■ EXERCISE REQUIREMENTS
Your answer must be every line of the data that holds the string "face".

--- DATASET RECORDS ---

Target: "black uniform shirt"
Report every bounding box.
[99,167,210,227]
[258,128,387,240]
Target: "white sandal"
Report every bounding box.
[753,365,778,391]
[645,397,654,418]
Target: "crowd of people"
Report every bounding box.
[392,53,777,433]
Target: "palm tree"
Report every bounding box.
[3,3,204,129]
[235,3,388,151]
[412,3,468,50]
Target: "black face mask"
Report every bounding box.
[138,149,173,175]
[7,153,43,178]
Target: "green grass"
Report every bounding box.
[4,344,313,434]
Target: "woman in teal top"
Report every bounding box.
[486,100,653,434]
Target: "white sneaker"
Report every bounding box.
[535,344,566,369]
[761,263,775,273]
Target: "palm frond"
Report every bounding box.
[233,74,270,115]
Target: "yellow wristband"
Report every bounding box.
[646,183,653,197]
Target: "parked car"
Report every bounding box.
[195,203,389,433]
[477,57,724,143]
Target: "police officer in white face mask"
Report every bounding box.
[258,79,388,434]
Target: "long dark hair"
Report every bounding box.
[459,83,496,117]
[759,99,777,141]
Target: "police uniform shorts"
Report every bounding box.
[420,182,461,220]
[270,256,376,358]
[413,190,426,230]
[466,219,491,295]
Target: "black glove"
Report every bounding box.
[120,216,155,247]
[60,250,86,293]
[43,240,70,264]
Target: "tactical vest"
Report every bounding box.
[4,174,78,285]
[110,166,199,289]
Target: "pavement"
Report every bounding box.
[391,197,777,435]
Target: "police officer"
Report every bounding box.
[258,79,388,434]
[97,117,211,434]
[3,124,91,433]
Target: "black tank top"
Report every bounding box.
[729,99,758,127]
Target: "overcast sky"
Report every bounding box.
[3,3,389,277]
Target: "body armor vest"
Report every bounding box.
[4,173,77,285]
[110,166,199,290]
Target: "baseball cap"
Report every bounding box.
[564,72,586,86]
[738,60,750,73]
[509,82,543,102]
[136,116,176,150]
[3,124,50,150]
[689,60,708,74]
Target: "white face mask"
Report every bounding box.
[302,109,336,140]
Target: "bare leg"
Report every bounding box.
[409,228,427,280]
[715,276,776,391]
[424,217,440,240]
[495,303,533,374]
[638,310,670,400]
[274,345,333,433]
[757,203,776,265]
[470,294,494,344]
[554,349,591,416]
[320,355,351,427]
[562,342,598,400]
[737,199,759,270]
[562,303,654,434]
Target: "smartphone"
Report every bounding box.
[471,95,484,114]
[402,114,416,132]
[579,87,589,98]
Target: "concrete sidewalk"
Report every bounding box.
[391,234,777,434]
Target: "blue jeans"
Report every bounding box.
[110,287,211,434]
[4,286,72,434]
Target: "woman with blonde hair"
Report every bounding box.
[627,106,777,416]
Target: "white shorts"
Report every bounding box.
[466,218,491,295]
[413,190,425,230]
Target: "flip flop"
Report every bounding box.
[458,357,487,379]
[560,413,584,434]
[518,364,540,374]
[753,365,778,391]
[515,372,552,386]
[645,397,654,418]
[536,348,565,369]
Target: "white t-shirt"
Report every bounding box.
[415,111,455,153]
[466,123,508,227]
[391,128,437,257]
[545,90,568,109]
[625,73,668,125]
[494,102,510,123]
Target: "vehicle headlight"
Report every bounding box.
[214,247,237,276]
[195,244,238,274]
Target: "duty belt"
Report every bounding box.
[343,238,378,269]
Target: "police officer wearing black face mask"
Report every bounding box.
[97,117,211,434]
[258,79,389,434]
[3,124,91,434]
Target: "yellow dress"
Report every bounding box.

---

■ RESPONSE
Target: "black face mask"
Target: "police officer in white face mask"
Target: "white face mask"
Target: "police officer wearing black face mask"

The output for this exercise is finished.